== STATED PROBLEM ==
Reproduce the part of the Kannada Prabha text that opens with "Kannada Prabha is" and closes with "and chithradurga Kalaburagi.", changing "Bengaluru" to "Bangalore" wherever it occurs.

Kannada Prabha is a morning daily jointly owned by Jupiter Capital a company founded by Rajeev Chandrasekhar who is Bharatiya Janata Party’s member of parliament and The New Indian Express Group, is a major Kannada newspaper in Karnataka. The tag line on its masthead is The Most Powerful Kannada Newspaper. It was founded by Ramnath Goenka.

History
Started on 4 November 1967 with one edition in Bengaluru, today this newspaper, headquartered in Bengaluru is spread across the state with 5 other publication centers viz. Gulbarga, Mangalore, Shivamogga, Hubballi, Belagavi and chithradurga Kalaburagi.

Jupiter Capital, owned by Rajeev Chandrasekhar purchased a 51% stake in the newspaper in 2011. Ravi Hegde took charge as Editor in Chief in January 2017.

Kannada Prabha has won the Karnataka Media Academy award for the Best Designed Newspaper successively, three times since the inception of the award in 2005.

== INFORMATION PROVIDED ==

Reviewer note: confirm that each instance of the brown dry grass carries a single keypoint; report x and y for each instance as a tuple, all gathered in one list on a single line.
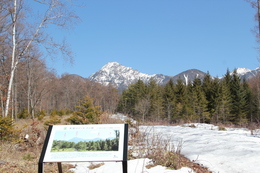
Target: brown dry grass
[(23, 157)]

== WRITTEN RESPONSE ==
Kannada Prabha is a morning daily jointly owned by Jupiter Capital a company founded by Rajeev Chandrasekhar who is Bharatiya Janata Party’s member of parliament and The New Indian Express Group, is a major Kannada newspaper in Karnataka. The tag line on its masthead is The Most Powerful Kannada Newspaper. It was founded by Ramnath Goenka.

History
Started on 4 November 1967 with one edition in Bangalore, today this newspaper, headquartered in Bangalore is spread across the state with 5 other publication centers viz. Gulbarga, Mangalore, Shivamogga, Hubballi, Belagavi and chithradurga Kalaburagi.